→ **Extract**:
IRON RIVER—Iron River City Council is concerned with a potentially dangerous situation on Third Avenue, as bricks have been falling from the top of the former Coast-to-Coast building.
 The sidewalk has been cordoned off.
 City Attorney Mark Tousignant talked to the council about what actions it should take at its March 21 monthly meeting.
 This is a blight issue, he said.


 The mayor, chief of police and city manager have met and sent a letter to the owner, Joseph Dulak of Oracle Co., located in Menominee.
 The indication, Tousignant explained, is that the owner will be bankrupting the property or transferring it in some manner to another party, which Tousignant thought may be fraudulent.
 “This is not a good situation,” said Mayor Terry Tarsi. “What is the status of the building? Could a whole wall collapse?”
 Tousignant said the building needs to be inspected, at the expense of the owner, who is being fined.
 the council held a public meeting prior to the regular meeting to take input on its DNR Trust Fund application for a recreation grant, sought to make improvements and enhance handicap accessibility at Nelson Field.
 The project will include making accessible entrances and “lookouts,” as well as upgrading the ticket booths and adding grandstand railing extensions.
 Several proposals were discussed for the direction the project should take in the handicap accessed areas, including entrances and parking areas.
 It is a cooperative project, noted GEI Consultants engineer Craig Richardson, with the city, the West Iron County Schools and the district’s athletic boosters all willing to participate.
 “We have commitments from all,” he said.
 The timeline for the project will be submitting the application by April 2. The state evaluates the applications throughout the summer, and assigns a preliminary score sometime in August.
 At this point, Richardson said, the city has the opportunity to review the grant and try to score more points. The city should hear in November or December on approval, and, if approved, bids could go out next spring.
 The council approved the resolution for the grant application as an agenda item.
 Tarsi opened discussion to the council on deer management in the city.
 “I would like to see the city adopt an ordinance to prohibit residents from feeding deer,” he said. “It’s getting out of hand.”
 The council received copies of ordinances from Crystal Falls, Iron Mountain and Kingsford for review.
 Councilman Ray Coates said Kingsford, which has a ban on feeding, also conducts a controlled, archery hunt.
 “They shot 80 deer,” he said, “and in a week more were back.” He noted Crystal Falls has an ordinance banning feeding, and has not made any arrests.
 “If we could make an idea that would work, we could patent it,” said Councilman Al Perlongo, adding that getting deer out of the city is a multiple step project.
 “You can’t just try one part and say it didn’t work,” he said.
 City Manager John Archocosky added there is a lot of natural feed to attract the deer.
 The council will review other municipalities’ ordinances and discuss them at a work session scheduled for April 3 at 1 p.m. At this meeting, charter amendments will also be discussed, with a public hearing scheduled.
 The council approved a donation of $2,500 to the U.P. Championship Rodeo and a $150 sponsorship to the Iron County Historical Museum.
 The council also gave its support for a proposal to implement a county-wide prescription drug discount card.

Dataset rows

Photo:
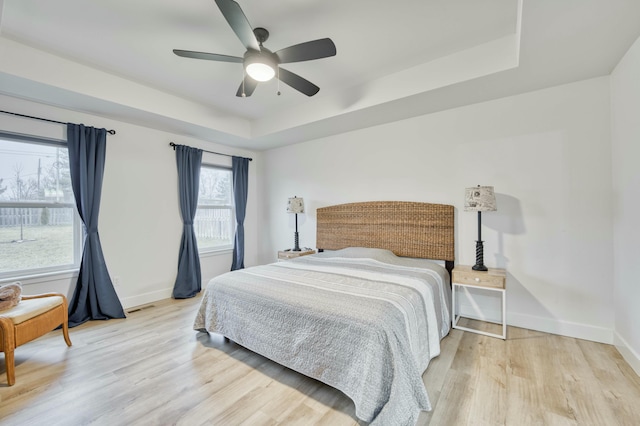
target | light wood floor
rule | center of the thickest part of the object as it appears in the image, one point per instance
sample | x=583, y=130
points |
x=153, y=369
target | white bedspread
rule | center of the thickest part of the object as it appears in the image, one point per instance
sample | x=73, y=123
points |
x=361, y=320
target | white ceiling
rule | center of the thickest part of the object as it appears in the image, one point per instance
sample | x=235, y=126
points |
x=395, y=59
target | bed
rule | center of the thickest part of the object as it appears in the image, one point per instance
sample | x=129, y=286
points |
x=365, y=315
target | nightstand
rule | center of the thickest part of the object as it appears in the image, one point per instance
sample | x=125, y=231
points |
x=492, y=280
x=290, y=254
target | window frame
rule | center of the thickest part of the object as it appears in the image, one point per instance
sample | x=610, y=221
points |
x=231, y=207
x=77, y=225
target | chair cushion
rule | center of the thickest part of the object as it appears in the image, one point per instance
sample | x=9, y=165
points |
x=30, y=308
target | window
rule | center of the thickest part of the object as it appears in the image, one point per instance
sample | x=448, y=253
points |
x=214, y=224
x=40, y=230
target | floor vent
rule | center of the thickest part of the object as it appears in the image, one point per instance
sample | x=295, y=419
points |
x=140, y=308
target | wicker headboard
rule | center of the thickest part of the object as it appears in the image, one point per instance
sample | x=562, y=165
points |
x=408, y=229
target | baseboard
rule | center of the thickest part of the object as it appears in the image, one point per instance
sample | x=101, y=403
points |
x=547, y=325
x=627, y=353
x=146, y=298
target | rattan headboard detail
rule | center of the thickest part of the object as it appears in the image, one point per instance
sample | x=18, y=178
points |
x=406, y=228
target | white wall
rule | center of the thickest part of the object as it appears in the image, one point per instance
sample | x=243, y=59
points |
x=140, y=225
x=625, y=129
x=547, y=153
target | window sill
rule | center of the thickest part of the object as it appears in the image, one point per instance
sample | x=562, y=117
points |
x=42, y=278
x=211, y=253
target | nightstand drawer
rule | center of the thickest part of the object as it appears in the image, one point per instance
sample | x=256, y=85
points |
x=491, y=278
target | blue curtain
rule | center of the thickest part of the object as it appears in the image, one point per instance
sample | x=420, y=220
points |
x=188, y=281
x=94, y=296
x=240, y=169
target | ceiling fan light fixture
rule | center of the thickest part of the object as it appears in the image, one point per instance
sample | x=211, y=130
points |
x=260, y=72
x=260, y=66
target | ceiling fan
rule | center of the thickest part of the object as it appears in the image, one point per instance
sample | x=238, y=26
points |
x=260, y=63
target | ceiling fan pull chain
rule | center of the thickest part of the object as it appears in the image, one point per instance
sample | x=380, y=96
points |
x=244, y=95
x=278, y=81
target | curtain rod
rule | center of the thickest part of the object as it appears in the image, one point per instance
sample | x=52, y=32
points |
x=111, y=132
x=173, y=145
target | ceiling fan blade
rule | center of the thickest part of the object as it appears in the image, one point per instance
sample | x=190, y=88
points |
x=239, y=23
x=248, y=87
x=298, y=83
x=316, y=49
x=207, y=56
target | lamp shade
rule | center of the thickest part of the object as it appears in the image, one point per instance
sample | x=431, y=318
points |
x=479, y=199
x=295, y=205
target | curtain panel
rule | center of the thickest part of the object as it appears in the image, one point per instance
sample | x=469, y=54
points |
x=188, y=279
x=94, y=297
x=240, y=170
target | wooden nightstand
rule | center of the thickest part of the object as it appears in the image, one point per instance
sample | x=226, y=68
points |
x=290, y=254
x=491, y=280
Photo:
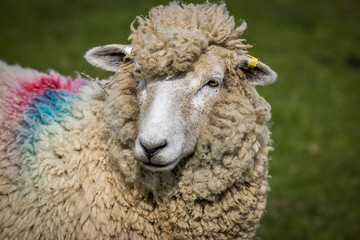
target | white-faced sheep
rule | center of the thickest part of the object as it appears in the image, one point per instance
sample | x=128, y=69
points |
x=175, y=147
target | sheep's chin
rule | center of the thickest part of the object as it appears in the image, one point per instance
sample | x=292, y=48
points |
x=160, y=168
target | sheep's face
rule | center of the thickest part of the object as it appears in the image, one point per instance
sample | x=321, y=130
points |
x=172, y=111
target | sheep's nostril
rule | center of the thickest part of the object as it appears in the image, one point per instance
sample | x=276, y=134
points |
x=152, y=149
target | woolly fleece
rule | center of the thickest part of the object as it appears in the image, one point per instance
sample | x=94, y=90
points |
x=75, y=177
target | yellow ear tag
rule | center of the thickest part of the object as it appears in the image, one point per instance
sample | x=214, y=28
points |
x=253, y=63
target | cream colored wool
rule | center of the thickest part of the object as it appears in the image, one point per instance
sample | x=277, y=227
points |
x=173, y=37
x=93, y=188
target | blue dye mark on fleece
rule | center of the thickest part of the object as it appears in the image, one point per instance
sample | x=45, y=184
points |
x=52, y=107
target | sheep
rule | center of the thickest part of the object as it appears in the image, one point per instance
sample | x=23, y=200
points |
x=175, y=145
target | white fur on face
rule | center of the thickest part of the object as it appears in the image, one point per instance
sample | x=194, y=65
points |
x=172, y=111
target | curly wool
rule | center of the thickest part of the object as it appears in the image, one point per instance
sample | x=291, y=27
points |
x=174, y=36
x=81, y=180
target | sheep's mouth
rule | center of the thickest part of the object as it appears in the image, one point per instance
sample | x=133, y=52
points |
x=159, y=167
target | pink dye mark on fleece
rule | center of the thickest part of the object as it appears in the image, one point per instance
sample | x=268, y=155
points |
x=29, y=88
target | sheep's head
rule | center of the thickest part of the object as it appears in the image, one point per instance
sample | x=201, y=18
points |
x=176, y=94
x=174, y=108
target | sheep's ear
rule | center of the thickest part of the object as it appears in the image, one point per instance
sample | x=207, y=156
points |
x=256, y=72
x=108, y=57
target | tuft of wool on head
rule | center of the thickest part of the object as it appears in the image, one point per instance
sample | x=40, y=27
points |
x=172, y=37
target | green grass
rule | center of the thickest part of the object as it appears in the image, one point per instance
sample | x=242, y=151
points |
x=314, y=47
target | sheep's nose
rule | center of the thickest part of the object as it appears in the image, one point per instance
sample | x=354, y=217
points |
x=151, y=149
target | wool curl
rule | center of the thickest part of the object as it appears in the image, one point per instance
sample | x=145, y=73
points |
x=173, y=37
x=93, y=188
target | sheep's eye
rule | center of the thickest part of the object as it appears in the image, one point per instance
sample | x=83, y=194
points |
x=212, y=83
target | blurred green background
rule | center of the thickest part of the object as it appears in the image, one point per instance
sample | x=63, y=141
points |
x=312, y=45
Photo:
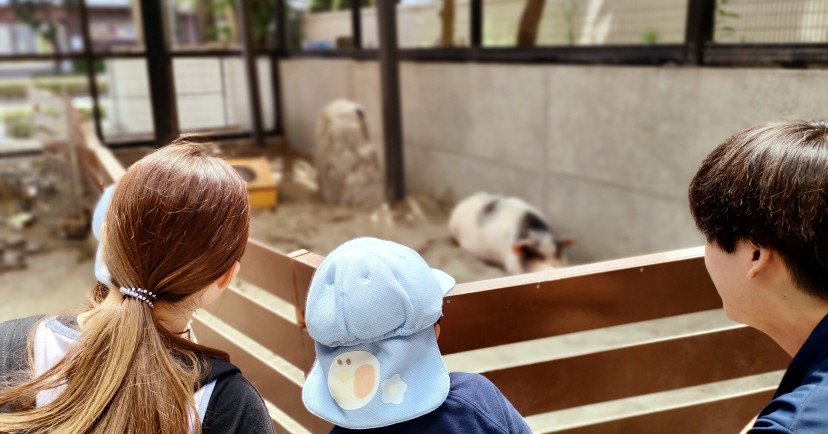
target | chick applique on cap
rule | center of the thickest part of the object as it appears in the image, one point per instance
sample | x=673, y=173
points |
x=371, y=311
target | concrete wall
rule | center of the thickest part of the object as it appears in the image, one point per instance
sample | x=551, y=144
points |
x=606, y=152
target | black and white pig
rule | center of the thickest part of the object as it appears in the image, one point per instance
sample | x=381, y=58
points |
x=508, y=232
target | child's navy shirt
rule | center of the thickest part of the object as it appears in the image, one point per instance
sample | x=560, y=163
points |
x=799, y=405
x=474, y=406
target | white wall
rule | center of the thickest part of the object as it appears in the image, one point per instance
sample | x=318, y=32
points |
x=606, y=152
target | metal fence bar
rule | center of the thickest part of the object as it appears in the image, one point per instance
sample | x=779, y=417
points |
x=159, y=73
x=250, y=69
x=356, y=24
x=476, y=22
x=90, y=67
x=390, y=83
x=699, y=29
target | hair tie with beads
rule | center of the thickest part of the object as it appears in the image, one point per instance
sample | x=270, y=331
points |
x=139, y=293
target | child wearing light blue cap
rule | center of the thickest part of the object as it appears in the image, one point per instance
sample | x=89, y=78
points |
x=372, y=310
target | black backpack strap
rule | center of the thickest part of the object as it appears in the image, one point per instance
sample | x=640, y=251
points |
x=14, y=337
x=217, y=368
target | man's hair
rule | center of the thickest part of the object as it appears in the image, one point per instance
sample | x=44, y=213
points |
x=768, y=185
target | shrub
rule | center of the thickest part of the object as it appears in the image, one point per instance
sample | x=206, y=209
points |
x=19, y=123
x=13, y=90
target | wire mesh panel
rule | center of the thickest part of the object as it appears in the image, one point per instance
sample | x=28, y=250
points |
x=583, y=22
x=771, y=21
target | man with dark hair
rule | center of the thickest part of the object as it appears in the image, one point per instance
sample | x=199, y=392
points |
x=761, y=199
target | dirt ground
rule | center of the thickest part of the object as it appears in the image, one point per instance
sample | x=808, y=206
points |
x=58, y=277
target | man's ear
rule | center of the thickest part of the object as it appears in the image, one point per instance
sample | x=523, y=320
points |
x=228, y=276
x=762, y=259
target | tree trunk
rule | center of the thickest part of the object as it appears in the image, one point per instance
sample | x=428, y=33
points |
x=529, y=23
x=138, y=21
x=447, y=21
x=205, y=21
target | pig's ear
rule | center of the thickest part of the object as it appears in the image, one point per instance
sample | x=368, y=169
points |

→ **Task set**:
1 - According to the Iron River council report, how much did the council donate to the U.P. Championship Rodeo?
2 - Reproduce the Iron River council report word for word from "City Attorney Mark" to "is being fined.".
3 - Translate this sentence from the Iron River council report into Spanish: "The council approved the resolution for the grant application as an agenda item."

→ **Answers to the problems**:
1 - $2,500

2 -
City Attorney Mark Tousignant talked to the council about what actions it should take at its March 21 monthly meeting.
 This is a blight issue, he said.


 The mayor, chief of police and city manager have met and sent a letter to the owner, Joseph Dulak of Oracle Co., located in Menominee.
 The indication, Tousignant explained, is that the owner will be bankrupting the property or transferring it in some manner to another party, which Tousignant thought may be fraudulent.
 “This is not a good situation,” said Mayor Terry Tarsi. “What is the status of the building? Could a whole wall collapse?”
 Tousignant said the building needs to be inspected, at the expense of the owner, who is being fined.

3 - El concejo aprobó la resolución para la solicitud de subvención como un punto del orden del día.